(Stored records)

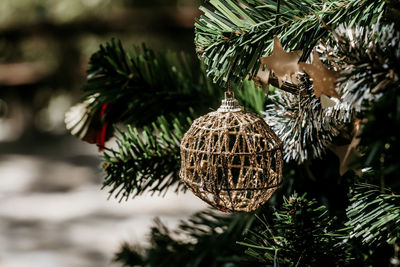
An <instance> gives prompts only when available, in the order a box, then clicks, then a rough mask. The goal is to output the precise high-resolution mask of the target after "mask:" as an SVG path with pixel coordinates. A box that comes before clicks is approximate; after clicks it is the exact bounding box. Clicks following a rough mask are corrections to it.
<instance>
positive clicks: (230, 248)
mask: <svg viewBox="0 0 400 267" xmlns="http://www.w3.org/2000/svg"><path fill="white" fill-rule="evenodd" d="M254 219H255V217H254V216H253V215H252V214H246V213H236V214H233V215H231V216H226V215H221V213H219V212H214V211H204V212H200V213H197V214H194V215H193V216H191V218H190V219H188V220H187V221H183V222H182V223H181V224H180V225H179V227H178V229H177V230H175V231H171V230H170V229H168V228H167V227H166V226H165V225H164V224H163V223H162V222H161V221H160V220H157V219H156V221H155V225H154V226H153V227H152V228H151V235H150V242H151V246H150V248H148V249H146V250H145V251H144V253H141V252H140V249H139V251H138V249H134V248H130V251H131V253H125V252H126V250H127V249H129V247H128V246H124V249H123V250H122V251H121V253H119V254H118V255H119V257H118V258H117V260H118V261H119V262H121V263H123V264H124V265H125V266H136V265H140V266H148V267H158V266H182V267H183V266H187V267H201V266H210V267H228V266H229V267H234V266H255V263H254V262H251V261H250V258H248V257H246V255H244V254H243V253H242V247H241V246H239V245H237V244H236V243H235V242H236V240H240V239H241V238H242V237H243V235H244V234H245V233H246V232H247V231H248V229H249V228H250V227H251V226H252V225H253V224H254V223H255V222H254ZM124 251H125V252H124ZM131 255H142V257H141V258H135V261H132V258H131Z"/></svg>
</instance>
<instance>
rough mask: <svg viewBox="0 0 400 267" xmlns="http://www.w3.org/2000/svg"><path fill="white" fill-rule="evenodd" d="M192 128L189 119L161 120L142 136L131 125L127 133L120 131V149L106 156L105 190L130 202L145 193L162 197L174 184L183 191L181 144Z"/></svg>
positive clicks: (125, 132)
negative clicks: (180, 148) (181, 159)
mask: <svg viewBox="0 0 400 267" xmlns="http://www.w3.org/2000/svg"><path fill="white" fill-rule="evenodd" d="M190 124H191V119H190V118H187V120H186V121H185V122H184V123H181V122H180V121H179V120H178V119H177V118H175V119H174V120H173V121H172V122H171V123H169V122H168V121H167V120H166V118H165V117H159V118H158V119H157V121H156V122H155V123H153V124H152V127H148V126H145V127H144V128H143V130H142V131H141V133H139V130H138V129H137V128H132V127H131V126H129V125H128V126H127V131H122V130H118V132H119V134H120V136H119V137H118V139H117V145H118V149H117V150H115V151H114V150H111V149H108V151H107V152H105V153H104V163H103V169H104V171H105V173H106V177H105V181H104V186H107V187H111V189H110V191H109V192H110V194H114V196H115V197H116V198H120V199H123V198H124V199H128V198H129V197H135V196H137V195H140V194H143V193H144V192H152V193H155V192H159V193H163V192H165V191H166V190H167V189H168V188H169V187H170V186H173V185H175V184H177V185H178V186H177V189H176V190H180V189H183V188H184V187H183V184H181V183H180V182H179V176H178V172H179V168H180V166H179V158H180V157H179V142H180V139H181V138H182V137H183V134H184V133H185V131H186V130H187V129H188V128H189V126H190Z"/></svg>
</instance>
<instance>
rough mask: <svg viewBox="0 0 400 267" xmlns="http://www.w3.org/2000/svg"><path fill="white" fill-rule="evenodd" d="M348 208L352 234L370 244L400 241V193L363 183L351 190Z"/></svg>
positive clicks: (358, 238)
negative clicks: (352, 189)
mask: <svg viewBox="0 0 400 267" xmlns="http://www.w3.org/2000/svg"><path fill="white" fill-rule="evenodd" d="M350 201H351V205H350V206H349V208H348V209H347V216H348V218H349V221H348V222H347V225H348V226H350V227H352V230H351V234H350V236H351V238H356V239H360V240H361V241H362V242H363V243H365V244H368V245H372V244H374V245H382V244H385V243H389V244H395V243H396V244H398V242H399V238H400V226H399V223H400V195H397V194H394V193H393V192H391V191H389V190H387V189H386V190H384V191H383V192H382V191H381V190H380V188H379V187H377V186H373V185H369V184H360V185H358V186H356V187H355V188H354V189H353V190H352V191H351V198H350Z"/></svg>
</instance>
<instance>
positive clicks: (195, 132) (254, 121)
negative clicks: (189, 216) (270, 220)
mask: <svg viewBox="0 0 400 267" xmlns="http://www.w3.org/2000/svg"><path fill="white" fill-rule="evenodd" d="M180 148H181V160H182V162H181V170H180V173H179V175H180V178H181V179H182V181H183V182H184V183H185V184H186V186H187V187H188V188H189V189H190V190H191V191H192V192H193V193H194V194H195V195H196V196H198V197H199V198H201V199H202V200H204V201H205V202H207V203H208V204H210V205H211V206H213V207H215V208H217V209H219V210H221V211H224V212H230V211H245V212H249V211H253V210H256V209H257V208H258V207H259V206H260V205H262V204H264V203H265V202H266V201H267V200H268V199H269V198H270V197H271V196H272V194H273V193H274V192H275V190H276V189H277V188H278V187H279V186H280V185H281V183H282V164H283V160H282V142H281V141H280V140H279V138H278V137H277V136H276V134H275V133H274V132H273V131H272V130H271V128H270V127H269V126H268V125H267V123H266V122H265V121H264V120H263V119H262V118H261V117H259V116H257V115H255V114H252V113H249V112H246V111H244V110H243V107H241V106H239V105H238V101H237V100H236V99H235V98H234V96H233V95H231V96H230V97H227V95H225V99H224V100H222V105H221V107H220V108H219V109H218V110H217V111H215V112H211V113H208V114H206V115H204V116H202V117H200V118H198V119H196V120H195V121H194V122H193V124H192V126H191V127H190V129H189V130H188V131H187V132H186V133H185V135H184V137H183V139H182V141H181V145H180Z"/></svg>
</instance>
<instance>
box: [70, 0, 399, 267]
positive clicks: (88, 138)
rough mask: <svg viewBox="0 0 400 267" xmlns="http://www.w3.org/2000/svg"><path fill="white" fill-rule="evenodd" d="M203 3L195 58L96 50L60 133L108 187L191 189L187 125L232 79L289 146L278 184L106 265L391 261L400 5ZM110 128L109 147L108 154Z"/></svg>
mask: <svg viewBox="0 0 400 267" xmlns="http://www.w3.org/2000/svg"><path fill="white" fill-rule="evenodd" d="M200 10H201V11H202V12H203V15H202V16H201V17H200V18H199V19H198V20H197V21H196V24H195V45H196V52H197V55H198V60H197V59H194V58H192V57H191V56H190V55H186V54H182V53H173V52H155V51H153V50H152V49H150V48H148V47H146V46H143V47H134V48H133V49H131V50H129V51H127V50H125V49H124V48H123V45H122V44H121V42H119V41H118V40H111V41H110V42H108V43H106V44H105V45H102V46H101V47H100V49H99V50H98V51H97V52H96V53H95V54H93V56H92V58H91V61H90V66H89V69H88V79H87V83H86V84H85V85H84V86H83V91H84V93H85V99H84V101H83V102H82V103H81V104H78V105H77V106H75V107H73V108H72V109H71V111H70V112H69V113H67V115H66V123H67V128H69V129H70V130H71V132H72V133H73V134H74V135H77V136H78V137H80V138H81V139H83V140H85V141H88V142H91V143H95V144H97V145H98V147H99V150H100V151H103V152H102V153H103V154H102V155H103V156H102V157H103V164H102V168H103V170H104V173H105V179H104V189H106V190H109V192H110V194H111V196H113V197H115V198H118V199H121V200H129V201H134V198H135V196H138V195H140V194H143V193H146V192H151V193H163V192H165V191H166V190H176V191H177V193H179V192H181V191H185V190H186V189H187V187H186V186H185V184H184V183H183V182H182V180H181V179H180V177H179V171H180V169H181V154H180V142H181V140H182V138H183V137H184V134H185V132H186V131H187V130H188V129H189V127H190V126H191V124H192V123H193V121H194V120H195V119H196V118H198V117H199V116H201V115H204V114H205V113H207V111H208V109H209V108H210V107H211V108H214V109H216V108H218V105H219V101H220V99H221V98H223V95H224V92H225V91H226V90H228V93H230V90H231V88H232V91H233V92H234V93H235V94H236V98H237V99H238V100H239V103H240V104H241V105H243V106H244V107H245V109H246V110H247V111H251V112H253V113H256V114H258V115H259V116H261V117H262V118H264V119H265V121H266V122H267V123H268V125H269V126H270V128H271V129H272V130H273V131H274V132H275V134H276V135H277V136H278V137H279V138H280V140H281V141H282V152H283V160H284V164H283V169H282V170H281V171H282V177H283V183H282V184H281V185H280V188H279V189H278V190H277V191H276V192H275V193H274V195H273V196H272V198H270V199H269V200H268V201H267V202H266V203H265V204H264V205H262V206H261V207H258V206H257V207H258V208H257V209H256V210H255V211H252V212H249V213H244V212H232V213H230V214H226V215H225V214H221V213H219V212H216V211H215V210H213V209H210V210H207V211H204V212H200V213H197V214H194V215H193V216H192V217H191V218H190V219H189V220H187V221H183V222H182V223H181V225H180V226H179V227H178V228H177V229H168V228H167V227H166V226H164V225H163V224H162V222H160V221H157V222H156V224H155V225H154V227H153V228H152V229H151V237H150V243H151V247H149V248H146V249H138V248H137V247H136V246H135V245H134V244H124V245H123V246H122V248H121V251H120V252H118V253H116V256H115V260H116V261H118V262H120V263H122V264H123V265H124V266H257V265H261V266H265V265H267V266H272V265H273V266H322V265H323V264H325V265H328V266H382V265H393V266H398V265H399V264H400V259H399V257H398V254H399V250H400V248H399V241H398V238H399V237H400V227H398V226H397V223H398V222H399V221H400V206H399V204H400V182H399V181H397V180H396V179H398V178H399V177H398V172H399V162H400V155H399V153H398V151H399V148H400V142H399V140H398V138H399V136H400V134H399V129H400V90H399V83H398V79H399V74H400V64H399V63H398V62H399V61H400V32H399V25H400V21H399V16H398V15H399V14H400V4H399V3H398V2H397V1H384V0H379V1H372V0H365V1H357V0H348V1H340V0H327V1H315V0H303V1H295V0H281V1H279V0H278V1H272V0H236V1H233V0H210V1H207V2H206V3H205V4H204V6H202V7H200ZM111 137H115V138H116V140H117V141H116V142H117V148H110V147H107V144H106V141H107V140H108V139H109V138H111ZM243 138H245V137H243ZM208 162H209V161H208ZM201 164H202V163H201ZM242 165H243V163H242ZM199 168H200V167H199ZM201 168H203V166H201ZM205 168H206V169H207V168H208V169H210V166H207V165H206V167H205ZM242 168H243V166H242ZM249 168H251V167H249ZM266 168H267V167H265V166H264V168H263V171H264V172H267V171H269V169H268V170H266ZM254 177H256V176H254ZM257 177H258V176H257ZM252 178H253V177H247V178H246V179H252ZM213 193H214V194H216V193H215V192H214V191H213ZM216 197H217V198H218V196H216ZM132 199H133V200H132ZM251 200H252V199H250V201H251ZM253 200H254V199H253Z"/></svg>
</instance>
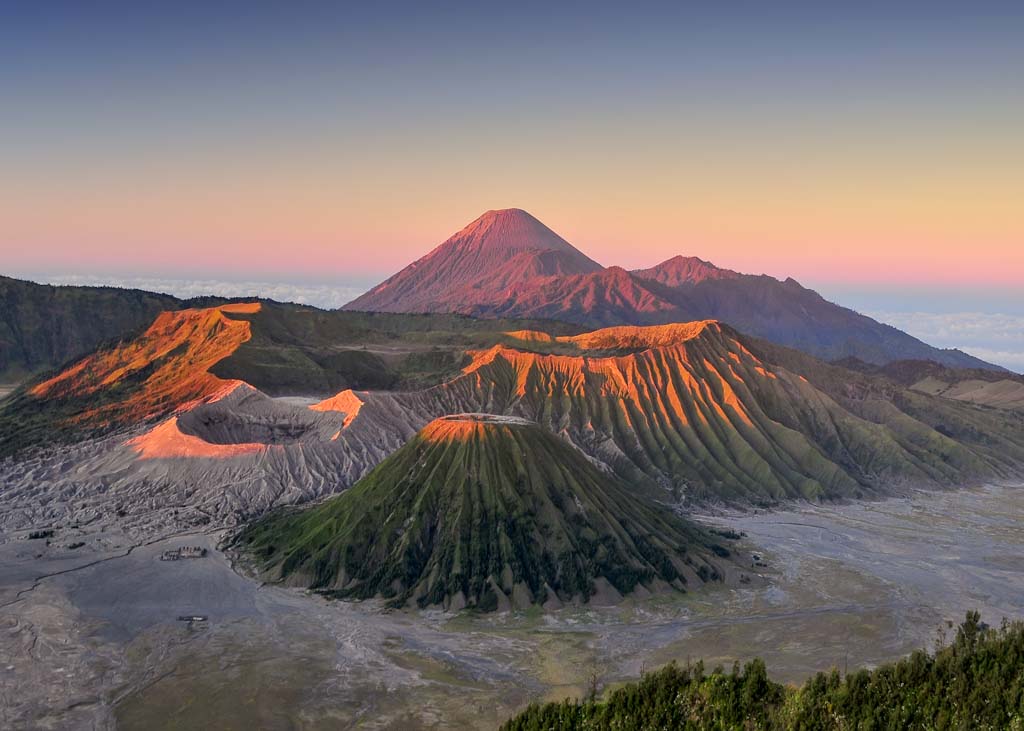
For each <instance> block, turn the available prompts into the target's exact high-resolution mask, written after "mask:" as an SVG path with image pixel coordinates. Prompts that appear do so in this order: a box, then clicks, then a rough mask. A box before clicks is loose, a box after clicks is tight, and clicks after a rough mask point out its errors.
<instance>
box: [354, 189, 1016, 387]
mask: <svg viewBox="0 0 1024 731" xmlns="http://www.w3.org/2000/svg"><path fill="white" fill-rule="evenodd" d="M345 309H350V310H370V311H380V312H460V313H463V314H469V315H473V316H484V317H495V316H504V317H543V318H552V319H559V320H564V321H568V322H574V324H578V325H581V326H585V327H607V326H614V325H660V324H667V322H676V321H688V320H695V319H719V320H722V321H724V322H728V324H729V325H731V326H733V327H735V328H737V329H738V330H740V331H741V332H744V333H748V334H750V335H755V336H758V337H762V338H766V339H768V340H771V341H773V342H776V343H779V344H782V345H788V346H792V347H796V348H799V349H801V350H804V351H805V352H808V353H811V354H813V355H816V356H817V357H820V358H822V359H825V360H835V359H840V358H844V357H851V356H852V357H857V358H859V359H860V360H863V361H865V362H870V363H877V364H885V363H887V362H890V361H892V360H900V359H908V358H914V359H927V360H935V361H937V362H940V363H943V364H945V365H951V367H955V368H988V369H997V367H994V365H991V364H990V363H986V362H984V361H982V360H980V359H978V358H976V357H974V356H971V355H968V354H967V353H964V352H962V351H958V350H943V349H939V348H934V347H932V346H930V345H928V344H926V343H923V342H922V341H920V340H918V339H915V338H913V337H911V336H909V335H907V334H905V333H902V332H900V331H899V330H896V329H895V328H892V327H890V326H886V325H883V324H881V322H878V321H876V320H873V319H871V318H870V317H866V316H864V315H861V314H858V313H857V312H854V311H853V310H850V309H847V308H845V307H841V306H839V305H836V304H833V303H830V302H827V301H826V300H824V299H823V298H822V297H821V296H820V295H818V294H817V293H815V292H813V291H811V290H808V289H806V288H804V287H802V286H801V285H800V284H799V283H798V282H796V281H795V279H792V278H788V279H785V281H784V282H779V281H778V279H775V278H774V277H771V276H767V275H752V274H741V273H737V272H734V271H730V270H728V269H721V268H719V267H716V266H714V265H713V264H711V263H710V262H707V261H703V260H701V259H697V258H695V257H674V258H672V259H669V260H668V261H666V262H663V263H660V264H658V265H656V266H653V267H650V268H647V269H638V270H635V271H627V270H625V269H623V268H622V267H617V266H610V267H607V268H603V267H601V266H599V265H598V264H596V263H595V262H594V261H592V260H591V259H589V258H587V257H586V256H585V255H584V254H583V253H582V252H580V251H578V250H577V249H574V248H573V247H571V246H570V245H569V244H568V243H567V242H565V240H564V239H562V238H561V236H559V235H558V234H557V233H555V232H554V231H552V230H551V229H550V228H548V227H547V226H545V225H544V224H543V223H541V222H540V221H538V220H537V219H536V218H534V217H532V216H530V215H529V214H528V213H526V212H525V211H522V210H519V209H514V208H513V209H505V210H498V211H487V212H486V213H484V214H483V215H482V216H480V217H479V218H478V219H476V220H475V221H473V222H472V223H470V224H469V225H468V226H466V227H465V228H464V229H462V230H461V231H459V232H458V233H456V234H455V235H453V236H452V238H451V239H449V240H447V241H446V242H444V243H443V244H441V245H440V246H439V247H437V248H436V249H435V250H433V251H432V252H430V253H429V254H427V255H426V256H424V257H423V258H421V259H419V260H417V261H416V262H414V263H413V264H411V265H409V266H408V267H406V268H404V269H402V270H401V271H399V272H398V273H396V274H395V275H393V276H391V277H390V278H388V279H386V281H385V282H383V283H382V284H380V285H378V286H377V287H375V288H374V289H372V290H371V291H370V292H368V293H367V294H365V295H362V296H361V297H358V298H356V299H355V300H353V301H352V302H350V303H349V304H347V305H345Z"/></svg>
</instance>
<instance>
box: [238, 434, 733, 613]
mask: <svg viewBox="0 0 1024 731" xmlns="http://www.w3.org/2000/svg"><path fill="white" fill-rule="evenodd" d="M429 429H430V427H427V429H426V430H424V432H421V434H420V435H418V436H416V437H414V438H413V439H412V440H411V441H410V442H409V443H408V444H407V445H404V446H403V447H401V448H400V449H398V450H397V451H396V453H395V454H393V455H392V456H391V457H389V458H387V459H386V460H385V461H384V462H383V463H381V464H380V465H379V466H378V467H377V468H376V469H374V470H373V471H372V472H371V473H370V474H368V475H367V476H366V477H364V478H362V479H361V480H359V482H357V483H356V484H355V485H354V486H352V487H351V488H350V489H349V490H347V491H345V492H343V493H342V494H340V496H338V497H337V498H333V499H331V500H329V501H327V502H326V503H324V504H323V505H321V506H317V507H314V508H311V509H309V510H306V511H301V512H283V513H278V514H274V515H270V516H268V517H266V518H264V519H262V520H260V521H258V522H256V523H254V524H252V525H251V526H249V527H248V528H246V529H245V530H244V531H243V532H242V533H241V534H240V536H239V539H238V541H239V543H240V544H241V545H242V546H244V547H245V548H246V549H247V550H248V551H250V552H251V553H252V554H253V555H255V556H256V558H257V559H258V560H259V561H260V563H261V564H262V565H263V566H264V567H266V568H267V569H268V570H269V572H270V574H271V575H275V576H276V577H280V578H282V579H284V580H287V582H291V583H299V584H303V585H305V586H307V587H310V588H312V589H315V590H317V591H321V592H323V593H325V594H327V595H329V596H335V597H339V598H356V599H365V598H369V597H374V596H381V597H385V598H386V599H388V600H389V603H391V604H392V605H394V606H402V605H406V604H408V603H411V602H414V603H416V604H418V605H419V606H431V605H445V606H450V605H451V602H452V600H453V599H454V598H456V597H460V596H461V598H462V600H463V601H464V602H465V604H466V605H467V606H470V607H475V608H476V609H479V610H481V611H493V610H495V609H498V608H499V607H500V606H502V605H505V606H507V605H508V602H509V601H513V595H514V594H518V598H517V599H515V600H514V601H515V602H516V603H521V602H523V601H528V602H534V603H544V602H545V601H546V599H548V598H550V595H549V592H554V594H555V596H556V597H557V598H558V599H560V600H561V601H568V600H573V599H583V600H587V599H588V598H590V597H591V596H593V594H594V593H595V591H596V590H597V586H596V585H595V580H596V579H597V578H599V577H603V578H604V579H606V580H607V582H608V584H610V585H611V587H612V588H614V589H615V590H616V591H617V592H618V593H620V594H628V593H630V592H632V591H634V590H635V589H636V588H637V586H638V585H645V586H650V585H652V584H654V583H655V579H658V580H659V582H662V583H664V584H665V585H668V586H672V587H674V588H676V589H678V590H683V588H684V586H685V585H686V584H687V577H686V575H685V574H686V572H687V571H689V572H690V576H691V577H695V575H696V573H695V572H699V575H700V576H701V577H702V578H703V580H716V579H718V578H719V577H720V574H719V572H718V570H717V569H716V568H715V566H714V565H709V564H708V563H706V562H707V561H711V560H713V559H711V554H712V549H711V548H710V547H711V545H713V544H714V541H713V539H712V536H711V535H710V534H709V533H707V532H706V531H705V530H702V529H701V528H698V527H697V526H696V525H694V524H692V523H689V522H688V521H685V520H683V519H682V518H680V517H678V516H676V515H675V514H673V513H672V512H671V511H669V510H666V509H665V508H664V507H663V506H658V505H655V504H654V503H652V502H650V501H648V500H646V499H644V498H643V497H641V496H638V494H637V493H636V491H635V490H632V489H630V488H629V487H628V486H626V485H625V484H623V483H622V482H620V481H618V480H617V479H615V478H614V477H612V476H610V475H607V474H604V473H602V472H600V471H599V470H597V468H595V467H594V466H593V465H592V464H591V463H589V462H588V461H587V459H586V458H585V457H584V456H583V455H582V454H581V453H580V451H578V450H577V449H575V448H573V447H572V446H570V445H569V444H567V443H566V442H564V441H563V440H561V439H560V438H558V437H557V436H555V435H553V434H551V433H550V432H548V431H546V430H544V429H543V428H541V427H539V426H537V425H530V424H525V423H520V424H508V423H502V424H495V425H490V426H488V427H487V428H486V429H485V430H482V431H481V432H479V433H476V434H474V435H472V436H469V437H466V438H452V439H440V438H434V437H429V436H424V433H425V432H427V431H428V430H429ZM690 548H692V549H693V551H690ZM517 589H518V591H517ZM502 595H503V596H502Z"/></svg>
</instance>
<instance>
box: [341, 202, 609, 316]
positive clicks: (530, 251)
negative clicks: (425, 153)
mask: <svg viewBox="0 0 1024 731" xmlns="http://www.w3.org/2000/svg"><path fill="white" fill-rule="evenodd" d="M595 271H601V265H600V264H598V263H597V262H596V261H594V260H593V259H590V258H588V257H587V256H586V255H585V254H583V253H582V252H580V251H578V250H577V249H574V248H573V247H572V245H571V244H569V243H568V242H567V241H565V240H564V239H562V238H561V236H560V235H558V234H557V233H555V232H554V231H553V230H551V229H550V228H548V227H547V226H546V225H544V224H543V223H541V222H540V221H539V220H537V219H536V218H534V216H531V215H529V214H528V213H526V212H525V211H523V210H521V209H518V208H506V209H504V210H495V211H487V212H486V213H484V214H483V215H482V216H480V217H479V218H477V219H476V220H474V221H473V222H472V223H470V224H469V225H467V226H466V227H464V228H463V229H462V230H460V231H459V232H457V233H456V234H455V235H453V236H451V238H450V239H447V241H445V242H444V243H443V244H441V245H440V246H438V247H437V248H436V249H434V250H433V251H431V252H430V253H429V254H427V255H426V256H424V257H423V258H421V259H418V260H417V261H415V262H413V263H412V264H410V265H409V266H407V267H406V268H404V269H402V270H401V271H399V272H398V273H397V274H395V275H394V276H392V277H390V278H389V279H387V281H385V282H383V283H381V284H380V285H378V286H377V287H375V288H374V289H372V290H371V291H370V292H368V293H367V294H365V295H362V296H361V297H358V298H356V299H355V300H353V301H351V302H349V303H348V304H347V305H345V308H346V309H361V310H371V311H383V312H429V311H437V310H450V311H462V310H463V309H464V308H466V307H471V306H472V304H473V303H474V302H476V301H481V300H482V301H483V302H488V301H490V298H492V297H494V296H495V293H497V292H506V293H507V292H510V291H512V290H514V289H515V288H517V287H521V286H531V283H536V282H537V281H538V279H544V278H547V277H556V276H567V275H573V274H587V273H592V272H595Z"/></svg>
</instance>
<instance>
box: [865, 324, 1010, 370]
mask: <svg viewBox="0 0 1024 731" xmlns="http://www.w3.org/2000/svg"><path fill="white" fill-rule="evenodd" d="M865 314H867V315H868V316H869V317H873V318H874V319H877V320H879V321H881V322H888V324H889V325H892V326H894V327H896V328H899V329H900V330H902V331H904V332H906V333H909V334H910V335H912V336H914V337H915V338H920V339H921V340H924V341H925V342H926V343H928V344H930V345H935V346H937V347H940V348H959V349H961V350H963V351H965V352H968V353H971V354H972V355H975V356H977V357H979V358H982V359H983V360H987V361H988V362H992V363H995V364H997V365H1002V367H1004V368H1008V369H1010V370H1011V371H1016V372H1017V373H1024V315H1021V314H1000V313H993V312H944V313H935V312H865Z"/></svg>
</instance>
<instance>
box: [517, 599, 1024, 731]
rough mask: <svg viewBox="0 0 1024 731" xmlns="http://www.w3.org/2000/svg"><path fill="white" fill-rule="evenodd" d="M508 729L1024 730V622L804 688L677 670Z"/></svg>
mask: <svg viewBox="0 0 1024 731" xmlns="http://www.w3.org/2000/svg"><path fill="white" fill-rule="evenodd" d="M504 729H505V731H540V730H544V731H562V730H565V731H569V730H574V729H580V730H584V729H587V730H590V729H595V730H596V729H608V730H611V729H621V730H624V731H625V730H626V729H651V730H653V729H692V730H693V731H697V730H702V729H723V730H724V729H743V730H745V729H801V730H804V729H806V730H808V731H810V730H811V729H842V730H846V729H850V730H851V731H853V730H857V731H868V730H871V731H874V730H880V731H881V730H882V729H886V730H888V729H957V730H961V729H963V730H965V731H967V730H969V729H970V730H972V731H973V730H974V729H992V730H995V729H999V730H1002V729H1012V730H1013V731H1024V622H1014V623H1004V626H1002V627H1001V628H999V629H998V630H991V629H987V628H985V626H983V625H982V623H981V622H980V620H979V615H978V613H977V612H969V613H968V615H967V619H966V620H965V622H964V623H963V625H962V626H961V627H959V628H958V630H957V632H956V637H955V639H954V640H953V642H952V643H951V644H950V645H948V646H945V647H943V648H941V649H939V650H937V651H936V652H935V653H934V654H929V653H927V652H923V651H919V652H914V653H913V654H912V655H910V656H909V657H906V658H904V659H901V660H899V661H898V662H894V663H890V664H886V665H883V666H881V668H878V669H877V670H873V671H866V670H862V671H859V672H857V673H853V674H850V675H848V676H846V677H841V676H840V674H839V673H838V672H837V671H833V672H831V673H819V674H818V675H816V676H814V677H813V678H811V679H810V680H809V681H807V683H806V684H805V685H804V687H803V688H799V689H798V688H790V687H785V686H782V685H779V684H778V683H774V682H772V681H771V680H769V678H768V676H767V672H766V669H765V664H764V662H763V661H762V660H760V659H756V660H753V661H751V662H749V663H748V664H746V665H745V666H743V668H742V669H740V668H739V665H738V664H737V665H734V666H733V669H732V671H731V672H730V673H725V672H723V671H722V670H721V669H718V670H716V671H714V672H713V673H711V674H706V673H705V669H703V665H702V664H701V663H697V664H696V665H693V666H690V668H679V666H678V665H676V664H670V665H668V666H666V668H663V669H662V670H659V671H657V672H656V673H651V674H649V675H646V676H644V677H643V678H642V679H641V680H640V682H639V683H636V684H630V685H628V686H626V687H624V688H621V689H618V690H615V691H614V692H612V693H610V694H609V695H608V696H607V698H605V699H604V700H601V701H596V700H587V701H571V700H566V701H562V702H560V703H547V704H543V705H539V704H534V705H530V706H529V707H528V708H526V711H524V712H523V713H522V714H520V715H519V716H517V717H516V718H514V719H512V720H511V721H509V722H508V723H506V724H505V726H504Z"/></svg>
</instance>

▶ Task instructions:
Check every line above for the string "exact" and copy those that have it.

▶ Finished task:
An <instance> gives prompts only when available, in the order a box, then clicks, then a rough mask. The goal is to output the precise high-resolution mask of the target after "mask:" as an SVG path with pixel coordinates. A box that comes before clicks is approximate; after clicks it is the exact bounding box. Clicks following a rough mask are corrections to it.
For each <instance> block, turn the available prompts into the target's exact high-resolution mask, written after "mask:" as an SVG path with image pixel coordinates. Prompts that appear do so in this order: a box, then clicks, then a rough mask. A box before clicks is loose, a box after clicks is tight, and clicks after a rough mask point out its errors.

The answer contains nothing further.